_To be done_:
(a) From the eminent domain excerpt, pull out everything from "How would you" down to "Jersey’s Lori Vendetti?", word for word.
(b) Shorten the paragraph of the eminent domain excerpt that opens with "Eminent domain — the government’s constitutional right" into a brief bulleted list that keeps its main facts.

Episode 8: Eminent Domain:
This land is my land, this land is your land.

Click here to read the Angie's List magazine story

How would you feel if someone wanted to buy the beachfront home your family built decades ago, just so it could be demolished and replaced with luxury townhouses and condos? Would you gladly sell — you’re getting tired of those noisy, crashing waves, anyway — or would you put up a fight, like Long Branch, New Jersey’s Lori Vendetti?

Eminent domain — the government’s constitutional right to take private property for public use as long as the owner is justly compensated — has become quite the controversial subject since 2005’s United States Supreme Court decision in Kelo v. City of New London, in which the justices ruled that eminent domain can be used to transfer property ownership from one private owner to another for redevelopment. Citizens like Vendetti have fought to keep their property (her family built and has owned a home in Long Branch for over 40 years), while some local city councils and developers have argued that purchasing the property is their constitutional right, as the income generated from the redevelopment would make money and create jobs for the community.

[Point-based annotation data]
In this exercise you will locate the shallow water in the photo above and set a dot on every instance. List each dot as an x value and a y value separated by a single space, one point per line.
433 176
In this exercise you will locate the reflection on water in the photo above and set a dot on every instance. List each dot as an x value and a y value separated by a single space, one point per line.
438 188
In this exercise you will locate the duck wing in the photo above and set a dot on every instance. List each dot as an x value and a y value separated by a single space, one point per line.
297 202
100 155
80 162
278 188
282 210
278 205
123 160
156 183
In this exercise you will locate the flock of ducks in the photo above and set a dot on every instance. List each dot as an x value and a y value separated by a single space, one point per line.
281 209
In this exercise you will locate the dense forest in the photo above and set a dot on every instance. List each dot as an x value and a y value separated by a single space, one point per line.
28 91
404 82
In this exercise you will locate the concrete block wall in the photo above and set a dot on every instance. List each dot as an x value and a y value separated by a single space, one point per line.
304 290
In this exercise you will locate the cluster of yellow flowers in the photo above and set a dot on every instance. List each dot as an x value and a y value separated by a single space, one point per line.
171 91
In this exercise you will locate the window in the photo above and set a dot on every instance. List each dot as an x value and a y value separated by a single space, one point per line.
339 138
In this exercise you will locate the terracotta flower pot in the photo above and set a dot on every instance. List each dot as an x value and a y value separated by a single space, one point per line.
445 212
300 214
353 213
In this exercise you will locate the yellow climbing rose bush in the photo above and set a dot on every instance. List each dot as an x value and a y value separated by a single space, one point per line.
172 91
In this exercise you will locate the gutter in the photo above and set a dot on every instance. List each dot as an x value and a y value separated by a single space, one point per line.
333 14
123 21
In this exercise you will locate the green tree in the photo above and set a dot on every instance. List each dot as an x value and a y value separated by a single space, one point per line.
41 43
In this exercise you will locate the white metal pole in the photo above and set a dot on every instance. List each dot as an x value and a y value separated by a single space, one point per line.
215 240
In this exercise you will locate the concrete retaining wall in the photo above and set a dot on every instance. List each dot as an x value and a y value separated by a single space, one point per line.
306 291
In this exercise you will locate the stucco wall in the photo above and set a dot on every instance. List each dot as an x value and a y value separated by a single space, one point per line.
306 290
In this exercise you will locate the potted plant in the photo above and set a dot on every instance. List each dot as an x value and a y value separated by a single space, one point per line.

_Replies_:
(a)
How would you feel if someone wanted to buy the beachfront home your family built decades ago, just so it could be demolished and replaced with luxury townhouses and condos? Would you gladly sell — you’re getting tired of those noisy, crashing waves, anyway — or would you put up a fight, like Long Branch, New Jersey’s Lori Vendetti?

(b)
- Eminent domain is the government's constitutional right to take private property for public use, provided the owner is justly compensated.
- It has become controversial since the 2005 U.S. Supreme Court decision in Kelo v. City of New London.
- That ruling allowed eminent domain to transfer property from one private owner to another for redevelopment.
- Citizens such as Vendetti, whose family has owned a home in Long Branch for over 40 years, have fought to keep their property.
- Some city councils and developers argue that buying the property is their constitutional right, since redevelopment would make money and create jobs for the community.